- Text extract
Okay. So if we’re really and truly fucked, what can we do about it…?

Historically, there have been a few different options that have succeeded for civilian populations in such dire situations. Here’s a quick rundown of some proven choices, together with some more experimental ideas:

  1. Dissent is Patriotic ACLU Original Poster | David Pollack Vintage PostersNonviolent resistance. This actually works surprisingly well, even when dealing with oppressive, authoritarian regimes. Here is a link to an excellent list of 198 Methods of Nonviolent Action.

  2. Multipronged sociopolitical activism. I've assembled my favorite accumulation of techniques to achieve political and economic evolution. They range from grass-roots populism to exposing misinformation to promoting legislation to disrupting the status quo…a total of eleven prongs of revolutionary activism. You can read the list at https://level-7.org/Action/.
  3. Replacing the Trump administration via joint impeachment prior to 2028. If a sufficient majority of progressive Democrats and Independents are elected to both houses of Congress in the 2026 midterms, and enough sufficiently brave Republicans in Congress fulfill their oath to the U.S. Constitution, we can initiate a trial and convict Donald Trump and J.D. Vance under joint impeachment proceedings. Then a new, more progressive Democratic majority House Speaker can become acting POTUS until the 2028 Presidential election.
  4. Republican lobbying of Congress. There is a large constituency of responsible, thoughtful, and patriotic conservatives in the U.S. who could, if they chose to break with their MAGA brothers and sisters, place significant pressure on their representatives in Washington D.C. to change the fascist course of our country and rein in the Trump administration. There is also some percentage of MAGA who, like Marjorie Taylor Greene, are feeling increasingly unconformable with Trump’s policies, and could also contribute to Congress recovering the oversight responsibilities it has advocated. The most recent bipartisan efforts to push back on Trump’s tyranny indicate this trend has begun – but is there courage and determination of more Republicans to follow through?

[Records of labeled points]

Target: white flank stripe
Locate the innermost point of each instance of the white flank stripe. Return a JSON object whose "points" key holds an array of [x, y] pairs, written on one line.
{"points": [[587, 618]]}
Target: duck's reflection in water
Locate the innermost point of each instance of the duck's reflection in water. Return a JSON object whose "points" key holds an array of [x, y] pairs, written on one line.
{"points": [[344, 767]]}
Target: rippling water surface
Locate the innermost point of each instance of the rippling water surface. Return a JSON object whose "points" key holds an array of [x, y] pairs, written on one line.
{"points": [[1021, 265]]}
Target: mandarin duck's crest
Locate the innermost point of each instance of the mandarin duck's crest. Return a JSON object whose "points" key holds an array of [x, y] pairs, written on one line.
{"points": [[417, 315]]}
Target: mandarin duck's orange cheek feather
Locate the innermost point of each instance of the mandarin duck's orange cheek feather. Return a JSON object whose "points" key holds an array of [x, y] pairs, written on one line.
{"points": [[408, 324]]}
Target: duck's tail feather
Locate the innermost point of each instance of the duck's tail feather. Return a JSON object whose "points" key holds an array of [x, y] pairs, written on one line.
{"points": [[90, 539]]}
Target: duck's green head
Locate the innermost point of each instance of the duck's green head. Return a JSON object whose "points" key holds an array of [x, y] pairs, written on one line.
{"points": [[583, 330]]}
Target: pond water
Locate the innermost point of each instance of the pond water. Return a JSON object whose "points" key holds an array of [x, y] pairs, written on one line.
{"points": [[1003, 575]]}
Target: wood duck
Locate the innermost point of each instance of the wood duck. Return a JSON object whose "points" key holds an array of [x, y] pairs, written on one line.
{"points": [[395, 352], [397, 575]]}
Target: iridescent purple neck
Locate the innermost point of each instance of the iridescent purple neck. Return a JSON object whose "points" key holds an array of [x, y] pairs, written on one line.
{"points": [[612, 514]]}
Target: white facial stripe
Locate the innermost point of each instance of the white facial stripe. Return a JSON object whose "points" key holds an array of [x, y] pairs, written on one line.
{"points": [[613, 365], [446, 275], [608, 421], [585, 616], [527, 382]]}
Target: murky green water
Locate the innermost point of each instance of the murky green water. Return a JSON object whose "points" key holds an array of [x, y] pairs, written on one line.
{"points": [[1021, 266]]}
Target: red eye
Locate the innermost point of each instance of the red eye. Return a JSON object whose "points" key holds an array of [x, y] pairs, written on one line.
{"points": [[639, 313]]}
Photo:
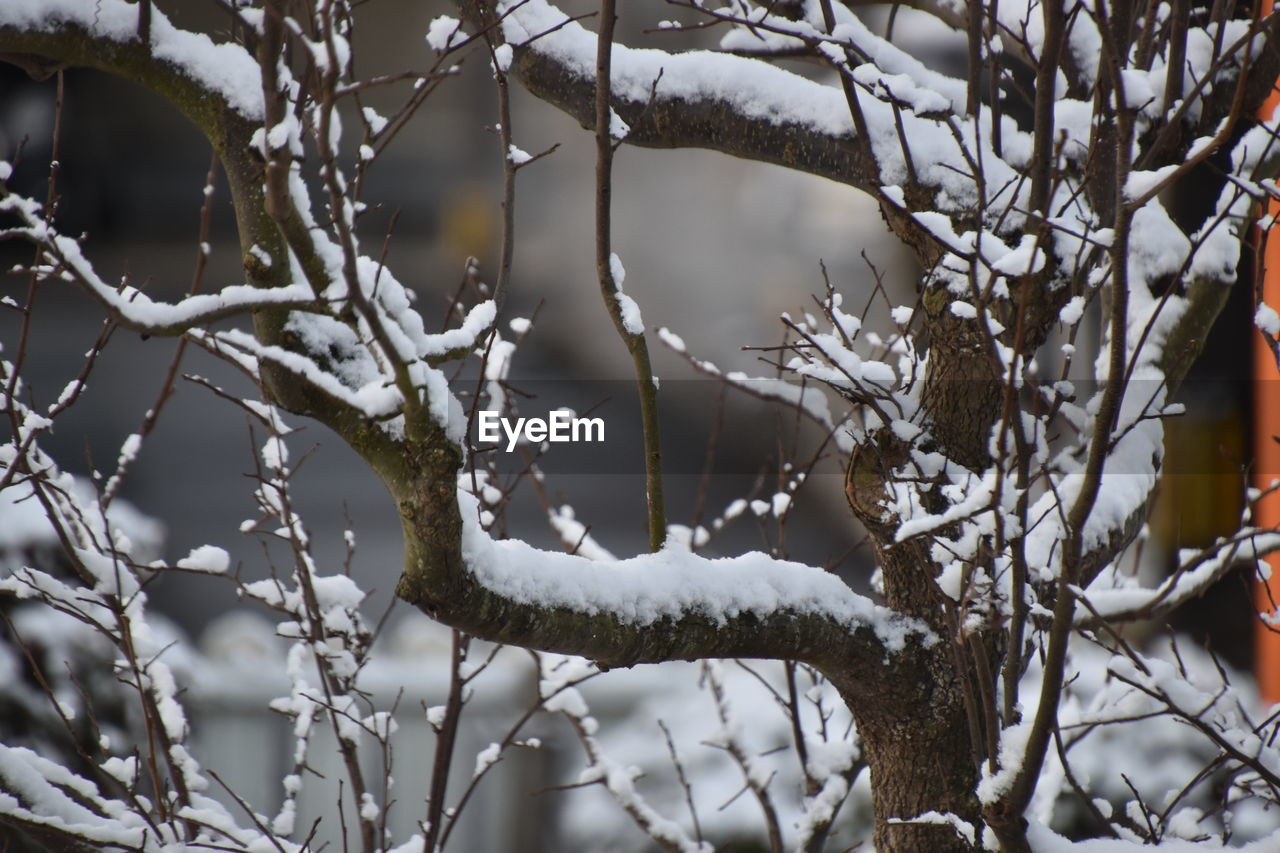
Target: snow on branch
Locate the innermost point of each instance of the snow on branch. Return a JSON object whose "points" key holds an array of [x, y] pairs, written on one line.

- Task requirements
1: Can you rewrite the paragraph beginning "Replacing the Trump administration via joint impeachment" from the text on options for political action as a short list of its main facts?
2: Answer these questions on the text on options for political action:
(a) How many methods does the linked list of nonviolent action contain?
(b) How many prongs of revolutionary activism make up the list offered under sociopolitical activism?
(c) Which member of MAGA is named as growing uncomfortable with Trump's policies?

- Responses to the exercise
1:
- Goal: replace the Trump administration through joint impeachment before 2028.
- Condition one: enough progressive Democrats and Independents win seats in both houses of Congress in the 2026 midterms.
- Condition two: enough Republicans in Congress honor their oath to the U.S. Constitution.
- Result: Congress holds a trial and convicts Donald Trump and J.D. Vance under joint impeachment proceedings.
- Aftermath: a new, more progressive Democratic majority House Speaker becomes acting POTUS until the 2028 Presidential election.

2:
(a) 198
(b) Eleven
(c) Marjorie Taylor Greene